» **Directions for this task**: Repeat the records below verbatim and include no pictures.

» **Working data**:
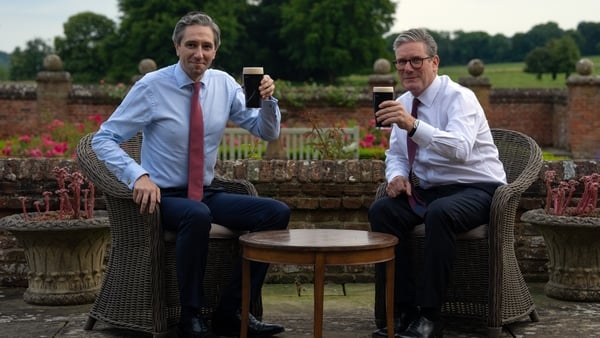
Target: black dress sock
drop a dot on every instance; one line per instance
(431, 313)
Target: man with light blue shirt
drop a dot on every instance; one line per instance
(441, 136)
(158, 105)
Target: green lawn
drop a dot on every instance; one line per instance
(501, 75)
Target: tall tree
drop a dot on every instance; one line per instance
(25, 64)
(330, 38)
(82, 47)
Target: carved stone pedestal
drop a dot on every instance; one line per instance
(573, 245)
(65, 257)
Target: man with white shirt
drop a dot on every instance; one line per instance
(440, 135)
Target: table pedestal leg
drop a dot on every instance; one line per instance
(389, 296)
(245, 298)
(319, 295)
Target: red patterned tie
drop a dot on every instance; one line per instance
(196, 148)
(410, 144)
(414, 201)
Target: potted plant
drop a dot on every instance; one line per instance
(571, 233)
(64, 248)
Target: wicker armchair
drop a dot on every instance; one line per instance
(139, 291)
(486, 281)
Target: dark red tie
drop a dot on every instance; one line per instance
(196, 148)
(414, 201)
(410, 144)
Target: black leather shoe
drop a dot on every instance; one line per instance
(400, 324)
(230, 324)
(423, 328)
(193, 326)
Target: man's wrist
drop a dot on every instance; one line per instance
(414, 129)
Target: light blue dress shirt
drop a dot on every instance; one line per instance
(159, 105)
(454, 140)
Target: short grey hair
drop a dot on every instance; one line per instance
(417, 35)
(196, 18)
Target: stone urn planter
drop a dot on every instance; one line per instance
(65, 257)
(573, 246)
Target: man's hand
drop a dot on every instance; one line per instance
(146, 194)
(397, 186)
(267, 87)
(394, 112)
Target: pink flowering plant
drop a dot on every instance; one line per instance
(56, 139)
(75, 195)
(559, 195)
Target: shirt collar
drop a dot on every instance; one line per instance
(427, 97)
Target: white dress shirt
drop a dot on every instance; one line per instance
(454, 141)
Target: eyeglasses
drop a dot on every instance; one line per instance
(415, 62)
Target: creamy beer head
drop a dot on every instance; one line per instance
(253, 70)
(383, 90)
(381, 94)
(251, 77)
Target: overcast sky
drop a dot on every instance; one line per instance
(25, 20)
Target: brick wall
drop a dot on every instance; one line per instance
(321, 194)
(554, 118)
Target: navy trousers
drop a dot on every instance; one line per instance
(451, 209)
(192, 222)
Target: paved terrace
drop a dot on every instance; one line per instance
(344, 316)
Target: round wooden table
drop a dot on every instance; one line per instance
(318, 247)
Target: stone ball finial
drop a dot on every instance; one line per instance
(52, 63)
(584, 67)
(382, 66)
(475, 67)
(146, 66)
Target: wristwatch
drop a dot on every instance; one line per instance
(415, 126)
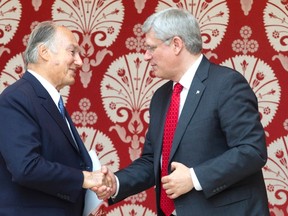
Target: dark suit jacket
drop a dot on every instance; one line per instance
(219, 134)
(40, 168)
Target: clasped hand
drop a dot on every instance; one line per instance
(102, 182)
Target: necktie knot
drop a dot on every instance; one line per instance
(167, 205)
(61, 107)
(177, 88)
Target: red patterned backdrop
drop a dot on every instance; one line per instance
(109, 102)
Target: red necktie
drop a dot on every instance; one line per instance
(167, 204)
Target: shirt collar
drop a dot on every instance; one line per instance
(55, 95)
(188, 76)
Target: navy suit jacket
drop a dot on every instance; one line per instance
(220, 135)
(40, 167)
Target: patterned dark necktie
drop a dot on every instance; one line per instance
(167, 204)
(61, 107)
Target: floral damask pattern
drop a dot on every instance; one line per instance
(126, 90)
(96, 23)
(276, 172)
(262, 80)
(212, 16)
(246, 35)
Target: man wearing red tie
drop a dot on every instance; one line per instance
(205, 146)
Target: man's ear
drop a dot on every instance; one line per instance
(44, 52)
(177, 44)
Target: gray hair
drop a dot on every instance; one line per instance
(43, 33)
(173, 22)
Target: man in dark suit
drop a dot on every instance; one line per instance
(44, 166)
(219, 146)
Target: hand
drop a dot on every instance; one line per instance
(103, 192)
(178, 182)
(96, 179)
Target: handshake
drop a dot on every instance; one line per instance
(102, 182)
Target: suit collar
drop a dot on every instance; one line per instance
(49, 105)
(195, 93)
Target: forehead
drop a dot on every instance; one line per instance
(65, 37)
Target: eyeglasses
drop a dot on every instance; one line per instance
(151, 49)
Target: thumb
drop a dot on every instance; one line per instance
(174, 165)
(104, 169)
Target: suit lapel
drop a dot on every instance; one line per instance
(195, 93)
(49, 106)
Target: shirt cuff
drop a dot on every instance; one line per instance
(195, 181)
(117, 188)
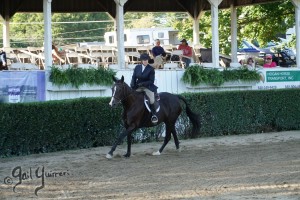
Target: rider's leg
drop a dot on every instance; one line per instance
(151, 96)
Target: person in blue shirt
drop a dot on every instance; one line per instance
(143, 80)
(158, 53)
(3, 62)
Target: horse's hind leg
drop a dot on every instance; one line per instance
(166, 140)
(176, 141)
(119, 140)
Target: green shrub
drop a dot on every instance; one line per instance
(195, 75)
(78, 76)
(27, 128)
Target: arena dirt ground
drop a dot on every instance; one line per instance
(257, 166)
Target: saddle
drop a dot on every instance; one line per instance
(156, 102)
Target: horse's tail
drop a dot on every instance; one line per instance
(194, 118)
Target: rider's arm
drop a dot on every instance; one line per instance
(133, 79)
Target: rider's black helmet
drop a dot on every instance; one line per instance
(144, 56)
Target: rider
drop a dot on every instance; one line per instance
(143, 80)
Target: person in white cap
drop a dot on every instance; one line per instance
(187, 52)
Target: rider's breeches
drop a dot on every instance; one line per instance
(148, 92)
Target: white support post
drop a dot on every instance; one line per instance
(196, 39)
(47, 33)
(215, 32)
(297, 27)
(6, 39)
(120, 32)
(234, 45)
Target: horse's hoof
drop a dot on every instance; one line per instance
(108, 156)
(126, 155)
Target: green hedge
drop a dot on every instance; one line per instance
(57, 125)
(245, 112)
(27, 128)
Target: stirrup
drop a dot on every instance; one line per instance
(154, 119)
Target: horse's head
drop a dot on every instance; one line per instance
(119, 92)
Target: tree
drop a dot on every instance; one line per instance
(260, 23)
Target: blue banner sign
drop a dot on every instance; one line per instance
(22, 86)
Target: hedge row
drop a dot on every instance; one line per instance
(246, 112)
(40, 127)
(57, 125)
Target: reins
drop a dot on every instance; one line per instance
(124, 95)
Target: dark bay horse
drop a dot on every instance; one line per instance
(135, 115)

» **Output**:
Target: black dress sock
drop a dot on every instance; one line per instance
(431, 313)
Target: man with light blue shirt
drop a dot on every instance; one line per instance
(441, 136)
(158, 105)
Target: green lawn
drop a dot on every instance; one line per instance
(501, 75)
Target: tall tree
drop a dot on every instance; one line per instance
(25, 64)
(330, 38)
(82, 47)
Target: carved stone pedestal
drop a dot on every instance; one line per instance
(573, 245)
(65, 257)
Target: man with white shirt
drop a dot on every instance; one line per instance
(440, 135)
Target: table pedestal leg
drop a dot on every instance; one line per instance
(389, 296)
(245, 298)
(319, 295)
Target: red patterned tie
drop a dot on every instance; one line per instance
(196, 148)
(410, 144)
(414, 201)
Target: potted plant
drop a dot on every instance; one line per instance
(571, 233)
(64, 248)
Target: wicker armchair
drop a dot on every instance; one line per instance
(139, 291)
(486, 281)
Target: dark red tie
drop a dot on every instance; one line per instance
(196, 148)
(414, 201)
(410, 144)
Target: black leather shoe
drop a dot on every instance; one line per instance
(400, 324)
(230, 324)
(423, 328)
(193, 326)
Target: man's wrist
drop a dot on every instance; one line per instance
(414, 129)
Target: light blue dress shirt
drop a dot on every instance; one line per instance
(159, 105)
(454, 140)
Target: short grey hair
drop a dot on every instance; one line per instance
(417, 35)
(196, 18)
Target: stone urn planter
drop a dot on every instance; one line per instance
(65, 257)
(573, 246)
Target: man's hand
drop a dot on every instance; one line per instance
(146, 194)
(397, 186)
(267, 87)
(394, 112)
Target: pink flowering plant
drop a dot on every instance; one line per instance
(56, 139)
(75, 195)
(559, 195)
Target: shirt collar
drop a dot on every instance; one line per instance
(427, 97)
Target: white dress shirt
drop a dot on every instance; one line per instance
(454, 141)
Target: eyeglasses
drop a dot on every instance; one line per instance
(415, 62)
Target: creamy beer head
drop a dot on every instance; one line per instance
(253, 70)
(383, 90)
(381, 94)
(251, 77)
Target: overcast sky
drop a dot on every instance; one line per instance
(25, 20)
Target: brick wall
drop a dot on every instance; one line per instance
(321, 194)
(554, 118)
Target: navy trousers
drop a dot on every instance; one line per instance
(451, 209)
(192, 222)
Target: paved terrace
drop a dot on every instance; one line per instance
(344, 316)
Target: round wooden table
drop a dot on every instance; one line per instance
(318, 247)
Target: stone ball finial
drop a dot on every instance; one line per instance
(52, 63)
(584, 67)
(382, 66)
(475, 67)
(146, 66)
Target: wristwatch
drop a dot on every instance; one line per instance
(415, 126)
Target: dark suit jacket
drop a dot on every instance; one line per instance
(219, 134)
(40, 168)
Target: clasped hand
drop a dot on every instance; one line per instance
(102, 182)
Target: necktie knot
drop a dot on every instance; one line per instance
(167, 205)
(61, 107)
(177, 88)
Target: red patterned backdrop
drop a dot on every instance; one line per instance
(109, 102)
Target: red necktie
drop a dot on every instance; one line per instance
(167, 204)
Target: shirt collar
drop a dot on every instance; one line per instance
(55, 95)
(188, 76)
Target: navy suit jacket
drop a dot on every instance; one line per instance
(220, 135)
(40, 167)
Target: patterned dark necktie
drop a dot on every instance; one line per instance
(167, 204)
(61, 107)
Target: floral damask pattern
drop a dot on every instance; one line per instance
(126, 90)
(96, 23)
(276, 172)
(262, 80)
(212, 16)
(246, 35)
Target: man wearing red tie
drop a dot on every instance; one line per instance
(205, 146)
Target: man's ear
drop a dot on every instance; one line per instance
(44, 52)
(177, 44)
Target: gray hair
drop a dot on every instance; one line per instance
(43, 33)
(173, 22)
Target: man in dark suit
drop a dot on every instance; one line per instance
(44, 166)
(219, 146)
Target: hand
drop a dot on every instance; one line per instance
(103, 192)
(178, 182)
(96, 179)
Target: handshake
drop a dot on every instance; one line per instance
(102, 182)
Target: suit collar
drop a dot on every instance; one line per instance
(49, 105)
(195, 93)
Target: forehead
drop a dot on every instance; one line per instance
(65, 37)
Target: eyeglasses
drop a dot on every instance; one line per instance
(151, 49)
Target: thumb
drop a dot on every instance; one line per instance
(174, 165)
(104, 169)
Target: suit lapel
drop a dot on every instance; one line per instance
(195, 93)
(49, 106)
Target: shirt cuff
drop a dot on every instance; one line per instance
(195, 181)
(117, 188)
Target: rider's leg
drop a dot on every instance; one line per instance
(151, 96)
Target: person in blue shirt
drop a dot on every instance; one line per instance
(143, 80)
(158, 53)
(3, 62)
Target: horse's hind leg
drop a dot on every instance; one line per instance
(166, 140)
(176, 141)
(119, 140)
Target: green shrub
drop a dot on every instance; one line per instance
(195, 75)
(78, 76)
(27, 128)
Target: arena dirt ground
drop a dot on every instance; one line per instance
(257, 166)
Target: saddle
drop a dot on every instance; one line per instance
(156, 102)
Target: horse's tail
drop a dot on every instance; one line per instance
(194, 118)
Target: rider's arm
drop a dot on every instance; one line per instance
(133, 79)
Target: rider's black helmet
drop a dot on every instance; one line per instance
(144, 56)
Target: rider
drop a dot on every instance; one line per instance
(143, 80)
Target: person in white cap
drop a dot on every instance; one line per instance
(187, 52)
Target: rider's breeches
drop a dot on every instance; one line per instance
(148, 92)
Target: white support post
drop a dot on every instance; one line per instance
(196, 39)
(47, 33)
(215, 32)
(297, 27)
(6, 39)
(120, 32)
(234, 45)
Target: horse's hoof
drop a dot on every instance; one line per instance
(108, 156)
(126, 155)
Target: green hedge
drop a dot on every instance; one line per instance
(57, 125)
(245, 112)
(27, 128)
Target: stirrup
drop a dot on every instance; one line per instance
(154, 119)
Target: horse's head
drop a dot on every instance; one line per instance
(119, 92)
Target: tree
drop a dot on every instance; one line per instance
(260, 23)
Target: blue banner sign
drop a dot on every instance; one line per instance
(22, 86)
Target: hedge row
drop a dot on every instance; one line per instance
(246, 112)
(40, 127)
(57, 125)
Target: reins
drop a dot on every instance; one line per instance
(124, 95)
Target: dark bay horse
drop a dot on every instance; one line per instance
(135, 115)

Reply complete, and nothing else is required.